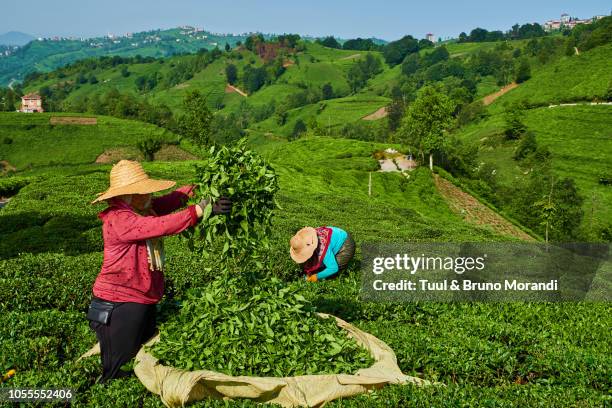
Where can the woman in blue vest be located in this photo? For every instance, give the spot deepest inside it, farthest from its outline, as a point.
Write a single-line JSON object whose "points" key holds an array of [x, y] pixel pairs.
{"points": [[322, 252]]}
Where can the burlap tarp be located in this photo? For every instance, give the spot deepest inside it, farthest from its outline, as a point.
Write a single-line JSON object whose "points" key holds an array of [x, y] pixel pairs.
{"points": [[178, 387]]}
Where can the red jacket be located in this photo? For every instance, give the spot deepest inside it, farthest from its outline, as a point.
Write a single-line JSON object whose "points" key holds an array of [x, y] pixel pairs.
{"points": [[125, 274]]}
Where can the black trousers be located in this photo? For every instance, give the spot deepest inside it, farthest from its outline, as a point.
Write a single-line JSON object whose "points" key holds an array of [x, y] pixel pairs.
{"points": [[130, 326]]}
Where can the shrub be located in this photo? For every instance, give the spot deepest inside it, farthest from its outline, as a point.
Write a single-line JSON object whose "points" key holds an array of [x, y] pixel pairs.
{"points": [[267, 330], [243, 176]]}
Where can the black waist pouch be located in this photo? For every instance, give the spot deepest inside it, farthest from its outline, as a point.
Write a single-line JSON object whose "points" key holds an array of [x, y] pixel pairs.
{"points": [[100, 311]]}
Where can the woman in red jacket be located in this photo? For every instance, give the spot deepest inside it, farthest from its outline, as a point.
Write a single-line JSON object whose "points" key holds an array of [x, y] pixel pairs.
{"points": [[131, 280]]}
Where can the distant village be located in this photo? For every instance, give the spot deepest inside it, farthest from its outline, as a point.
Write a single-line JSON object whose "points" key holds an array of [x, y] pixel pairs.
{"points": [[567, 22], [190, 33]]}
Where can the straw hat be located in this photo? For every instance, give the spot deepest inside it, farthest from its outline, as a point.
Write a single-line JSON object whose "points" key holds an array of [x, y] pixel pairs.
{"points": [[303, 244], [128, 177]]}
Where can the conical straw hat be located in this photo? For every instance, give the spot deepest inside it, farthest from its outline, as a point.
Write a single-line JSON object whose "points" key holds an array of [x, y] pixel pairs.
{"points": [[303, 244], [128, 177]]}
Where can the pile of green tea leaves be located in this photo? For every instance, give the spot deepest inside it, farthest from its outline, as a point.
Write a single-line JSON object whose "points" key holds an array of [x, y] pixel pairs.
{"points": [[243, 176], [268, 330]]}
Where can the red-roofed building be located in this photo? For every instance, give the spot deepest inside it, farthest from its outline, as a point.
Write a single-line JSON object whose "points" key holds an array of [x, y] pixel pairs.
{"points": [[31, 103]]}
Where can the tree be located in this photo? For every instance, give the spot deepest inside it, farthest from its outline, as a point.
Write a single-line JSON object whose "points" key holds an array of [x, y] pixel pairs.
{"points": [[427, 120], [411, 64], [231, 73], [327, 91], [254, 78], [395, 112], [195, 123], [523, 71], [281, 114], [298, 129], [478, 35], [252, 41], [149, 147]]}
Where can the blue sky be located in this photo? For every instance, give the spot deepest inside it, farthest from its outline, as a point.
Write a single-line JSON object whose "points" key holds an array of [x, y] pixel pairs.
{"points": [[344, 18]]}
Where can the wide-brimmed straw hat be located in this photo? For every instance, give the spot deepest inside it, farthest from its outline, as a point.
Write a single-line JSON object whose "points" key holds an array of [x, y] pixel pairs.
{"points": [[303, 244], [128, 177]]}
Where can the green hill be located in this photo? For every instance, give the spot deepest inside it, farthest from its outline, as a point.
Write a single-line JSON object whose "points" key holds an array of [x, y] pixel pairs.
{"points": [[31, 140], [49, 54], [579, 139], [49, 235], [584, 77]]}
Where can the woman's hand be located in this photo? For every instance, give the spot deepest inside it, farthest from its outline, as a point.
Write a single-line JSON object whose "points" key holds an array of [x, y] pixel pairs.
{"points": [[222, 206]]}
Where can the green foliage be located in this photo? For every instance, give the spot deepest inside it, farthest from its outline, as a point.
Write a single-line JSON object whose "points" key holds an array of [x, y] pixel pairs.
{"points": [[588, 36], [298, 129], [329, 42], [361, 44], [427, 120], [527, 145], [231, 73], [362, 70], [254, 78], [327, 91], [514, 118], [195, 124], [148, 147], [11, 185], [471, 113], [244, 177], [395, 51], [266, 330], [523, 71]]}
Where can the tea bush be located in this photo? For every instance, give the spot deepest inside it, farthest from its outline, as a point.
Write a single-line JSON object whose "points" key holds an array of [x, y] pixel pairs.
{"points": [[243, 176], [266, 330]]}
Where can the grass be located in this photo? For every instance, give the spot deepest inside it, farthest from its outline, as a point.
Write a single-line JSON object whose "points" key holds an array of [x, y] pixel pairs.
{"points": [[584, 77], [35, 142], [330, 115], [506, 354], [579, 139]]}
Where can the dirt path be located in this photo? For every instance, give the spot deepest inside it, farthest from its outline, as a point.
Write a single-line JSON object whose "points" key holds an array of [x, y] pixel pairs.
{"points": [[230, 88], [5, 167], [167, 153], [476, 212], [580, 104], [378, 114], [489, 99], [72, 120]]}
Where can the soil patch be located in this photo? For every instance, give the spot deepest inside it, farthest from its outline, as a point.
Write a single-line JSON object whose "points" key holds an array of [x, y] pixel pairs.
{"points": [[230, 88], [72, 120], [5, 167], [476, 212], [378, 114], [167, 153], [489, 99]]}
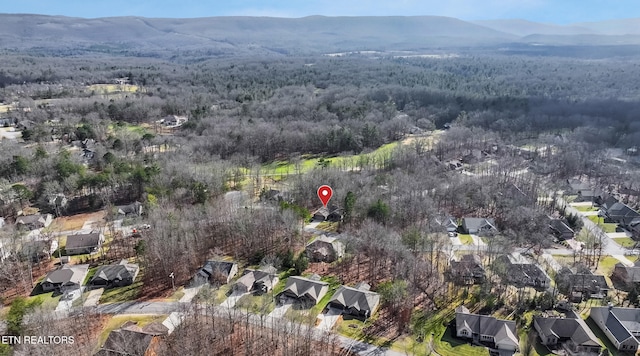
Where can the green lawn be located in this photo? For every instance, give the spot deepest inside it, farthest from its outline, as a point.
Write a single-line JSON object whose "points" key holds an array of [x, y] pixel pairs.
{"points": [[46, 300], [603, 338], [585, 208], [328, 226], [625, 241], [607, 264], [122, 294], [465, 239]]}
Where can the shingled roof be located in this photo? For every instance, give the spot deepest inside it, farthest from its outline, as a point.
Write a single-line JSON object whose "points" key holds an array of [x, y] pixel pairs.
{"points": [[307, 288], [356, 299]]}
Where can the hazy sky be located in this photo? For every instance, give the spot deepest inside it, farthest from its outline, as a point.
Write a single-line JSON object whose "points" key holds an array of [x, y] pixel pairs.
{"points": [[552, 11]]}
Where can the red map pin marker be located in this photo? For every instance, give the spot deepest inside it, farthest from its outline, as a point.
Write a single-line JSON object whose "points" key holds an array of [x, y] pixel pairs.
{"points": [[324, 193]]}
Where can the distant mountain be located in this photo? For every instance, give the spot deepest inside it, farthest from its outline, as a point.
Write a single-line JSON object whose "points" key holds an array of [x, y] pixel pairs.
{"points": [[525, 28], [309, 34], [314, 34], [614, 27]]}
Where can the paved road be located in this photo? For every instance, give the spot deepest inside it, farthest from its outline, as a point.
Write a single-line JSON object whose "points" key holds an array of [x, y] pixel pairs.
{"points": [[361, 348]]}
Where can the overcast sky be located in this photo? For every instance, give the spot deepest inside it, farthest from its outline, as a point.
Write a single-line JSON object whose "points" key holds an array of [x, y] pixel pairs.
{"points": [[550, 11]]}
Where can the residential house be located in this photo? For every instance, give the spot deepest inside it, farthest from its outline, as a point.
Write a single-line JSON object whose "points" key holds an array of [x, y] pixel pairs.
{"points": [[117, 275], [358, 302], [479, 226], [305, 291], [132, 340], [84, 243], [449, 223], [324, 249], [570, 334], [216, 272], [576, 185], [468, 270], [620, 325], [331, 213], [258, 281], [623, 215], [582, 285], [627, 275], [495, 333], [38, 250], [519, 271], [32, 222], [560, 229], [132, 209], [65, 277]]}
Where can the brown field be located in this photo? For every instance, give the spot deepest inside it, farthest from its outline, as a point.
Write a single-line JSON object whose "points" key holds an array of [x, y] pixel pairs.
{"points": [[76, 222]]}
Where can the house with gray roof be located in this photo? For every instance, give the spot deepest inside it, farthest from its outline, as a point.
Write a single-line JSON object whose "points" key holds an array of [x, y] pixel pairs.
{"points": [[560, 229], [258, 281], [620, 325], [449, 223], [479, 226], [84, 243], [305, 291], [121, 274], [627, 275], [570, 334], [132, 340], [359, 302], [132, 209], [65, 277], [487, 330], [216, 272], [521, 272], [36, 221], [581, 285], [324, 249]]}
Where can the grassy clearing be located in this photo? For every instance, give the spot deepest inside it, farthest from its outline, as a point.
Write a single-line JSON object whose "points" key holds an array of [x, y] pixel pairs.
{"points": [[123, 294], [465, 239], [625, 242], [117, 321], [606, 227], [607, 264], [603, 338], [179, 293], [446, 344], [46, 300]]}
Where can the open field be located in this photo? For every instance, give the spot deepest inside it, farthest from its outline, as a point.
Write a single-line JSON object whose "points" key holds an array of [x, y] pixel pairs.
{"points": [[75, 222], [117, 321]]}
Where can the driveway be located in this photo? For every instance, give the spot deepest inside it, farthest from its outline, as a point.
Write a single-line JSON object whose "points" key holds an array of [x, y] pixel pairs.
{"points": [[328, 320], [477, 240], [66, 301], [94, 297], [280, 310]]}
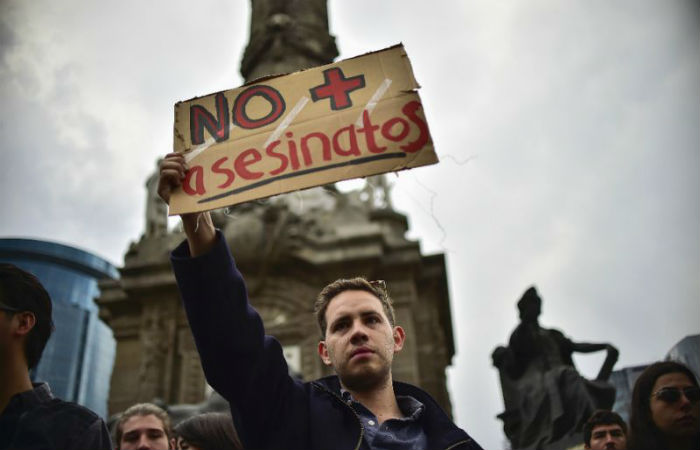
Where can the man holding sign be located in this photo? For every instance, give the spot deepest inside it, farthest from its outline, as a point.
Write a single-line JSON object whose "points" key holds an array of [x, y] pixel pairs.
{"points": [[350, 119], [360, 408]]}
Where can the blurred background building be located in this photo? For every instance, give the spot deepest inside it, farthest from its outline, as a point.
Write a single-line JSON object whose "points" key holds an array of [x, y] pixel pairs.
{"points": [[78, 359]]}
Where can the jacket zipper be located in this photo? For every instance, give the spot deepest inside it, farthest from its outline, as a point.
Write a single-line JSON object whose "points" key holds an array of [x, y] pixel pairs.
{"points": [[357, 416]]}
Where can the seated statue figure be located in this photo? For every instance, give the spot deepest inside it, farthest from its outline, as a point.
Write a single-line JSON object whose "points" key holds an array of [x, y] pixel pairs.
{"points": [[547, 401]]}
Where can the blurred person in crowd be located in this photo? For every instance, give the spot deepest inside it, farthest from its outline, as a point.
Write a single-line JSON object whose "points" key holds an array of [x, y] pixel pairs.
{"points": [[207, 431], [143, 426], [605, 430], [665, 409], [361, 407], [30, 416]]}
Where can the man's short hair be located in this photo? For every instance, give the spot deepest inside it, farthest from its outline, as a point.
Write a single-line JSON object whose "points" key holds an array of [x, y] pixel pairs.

*-*-*

# Problem description
Copy the data verbatim, from the line containing "Where can the blurred person" through the last line of the data, both included.

# Answer for the task
Where can the blurred person in crowd be located in this photo? For every instance, give the spot deepest inside it, farthest from its outline, as a point.
Write a single-line JSON object whose "points" key holds an array of [x, y] pixel pairs.
{"points": [[207, 431], [143, 426], [605, 430], [665, 409], [361, 407], [30, 416]]}
Where can the man's short hair be located in this photo? For every instance, give the spot deepest inside it, farthest from its outline, as a point.
Write a single-line JSON object whose "points" key holds an array of [x, y] pixel pairs.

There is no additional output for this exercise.